§ Given text
*** Block opens ***

I'd buy a car without airbags.....probably seatbelts too....I already own a few....


----------



## permitguy (Dec 14, 2011)

> ensuring that all homes in the state have working smoke alarms, which would also help keep firefighters safe, since they would not have to enter a burning house if it had been evacuated


Guess I didn't get that memo . . .

As for the rest, it seems pretty typical of the debate we always see on this topic.  Thanks for posting.


----------



## mtlogcabin (Dec 14, 2011)

> Tammaro maintains that the burns could have been prevented - or at least reduced - if his house had been equipped with a sprinkler system.


I wonder if his current residence or fire station where he sleeps 1/3 of his life has sprinklers?



> “It’s worth every penny to protect our residents from this kind of experience,’’


His pennies or some elses?



> Tammaro said the need for sprinklers is even greater now, because new environmentally friendly buildings often use lighter synthetic materials that burn easily.


I knew those greenies where to blame for bigger fires.



> “Now you wouldn’t really buy a new car today if you didn’t have airbags in it.’’


The Feds took that choice away from everyone.


----------



## steveray (Dec 14, 2011)

*** Block closes ***

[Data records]
*** Block opens ***

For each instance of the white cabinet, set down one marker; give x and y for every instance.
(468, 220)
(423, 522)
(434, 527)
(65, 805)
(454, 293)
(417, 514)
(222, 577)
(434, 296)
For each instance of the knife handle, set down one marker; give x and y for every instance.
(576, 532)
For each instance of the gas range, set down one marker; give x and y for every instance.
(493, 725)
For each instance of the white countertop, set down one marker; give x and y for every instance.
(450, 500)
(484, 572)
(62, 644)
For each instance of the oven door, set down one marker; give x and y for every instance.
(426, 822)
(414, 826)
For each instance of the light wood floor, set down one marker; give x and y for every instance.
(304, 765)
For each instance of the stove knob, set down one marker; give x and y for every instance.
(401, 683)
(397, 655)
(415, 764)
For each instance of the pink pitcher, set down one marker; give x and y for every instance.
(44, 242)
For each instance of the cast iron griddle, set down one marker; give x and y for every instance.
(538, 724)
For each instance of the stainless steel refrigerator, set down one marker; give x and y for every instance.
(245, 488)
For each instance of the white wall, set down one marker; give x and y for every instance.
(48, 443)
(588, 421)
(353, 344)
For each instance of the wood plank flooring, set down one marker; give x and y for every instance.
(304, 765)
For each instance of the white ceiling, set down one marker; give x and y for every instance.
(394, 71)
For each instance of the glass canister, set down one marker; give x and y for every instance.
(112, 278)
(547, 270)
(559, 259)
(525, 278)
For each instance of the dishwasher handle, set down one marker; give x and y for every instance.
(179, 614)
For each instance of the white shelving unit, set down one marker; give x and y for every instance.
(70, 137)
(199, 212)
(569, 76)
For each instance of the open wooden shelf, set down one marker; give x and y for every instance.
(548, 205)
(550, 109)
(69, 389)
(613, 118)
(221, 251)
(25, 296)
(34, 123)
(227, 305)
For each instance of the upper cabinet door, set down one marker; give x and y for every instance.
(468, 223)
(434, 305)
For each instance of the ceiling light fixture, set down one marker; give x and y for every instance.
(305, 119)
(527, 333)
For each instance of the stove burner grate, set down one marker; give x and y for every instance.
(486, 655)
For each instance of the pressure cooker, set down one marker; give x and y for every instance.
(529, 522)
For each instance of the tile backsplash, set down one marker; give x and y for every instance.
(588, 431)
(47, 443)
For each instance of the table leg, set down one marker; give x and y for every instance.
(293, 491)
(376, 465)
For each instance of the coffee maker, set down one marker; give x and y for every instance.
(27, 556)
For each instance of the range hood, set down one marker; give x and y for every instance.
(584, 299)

*** Block closes ***

§ Work task 1
In the forum thread on home sprinklers, why does Tammaro say sprinklers are needed even more now? Answer in one to three sentences.
§ Work task 2
Supply what comes next in the forum thread on home sprinklers, starting after its last line.
These data have nothing to do with the forum thread on home sprinklers.

§ Task result 1
New environmentally friendly buildings often use lighter synthetic materials that burn easily. Tammaro says this makes the need for sprinklers even greater now.

§ Task result 2
(Pardon my lack of facts in this post)......Mass. is actually really agressive with some of this stuff...after the station fire, they made just about every bar I have seen put sprinklers in...or close.....on all real estate transfers, they require smokes and CO compliance, and the FM makes inspections at 1 and 2 family dwellings under construction....( I used to live there and still visit friends frequently)


----------



## Builder Bob (Dec 14, 2011)

mtlogcabin said:
			
		

> Tammaro said the need for sprinklers is even greater now, because new environmentally friendly buildings often use lighter synthetic materials that burn easily. I knew those greenies where to blame for bigger fires. QUOTE]
> 
> There is truth in that statement - see UL test burn in 2009 of Legacy vs. Modern Furnishings
> 
> ...


----------



## mark handler (Dec 14, 2011)

Firefighters seek sprinkler requirements for one- and two-family homes

By Kyle Cheney

State House News Service

 Posted Dec 13, 2011 @ 04:05 PM

http://www.tauntongazette.com/breaking/x278312369/Firefighters-seek-sprinkler-requirements-for-one-and-two-family-homes

BOSTON —

Firefighters, mourning the loss of one of their own in a Worcester house fire last week, pleaded with state public safety officials Tuesday to give cities and towns the authority to require sprinkler systems in new one- or two-family homes.

But they ran into stiff opposition from homebuilders, realtors, engineers and contractors.

Home builders ripped the proposal as a “special interest driven” requirement that could put home prices out of reach for more families and would do little to improve safety. Rather, they argued, emphasis on existing safety measures – smoke, heat and carbon monoxide detectors, as well as non-flammable materials in home construction – would better serve public safety, and they noted that home buyers have the option to install sprinklers should they choose.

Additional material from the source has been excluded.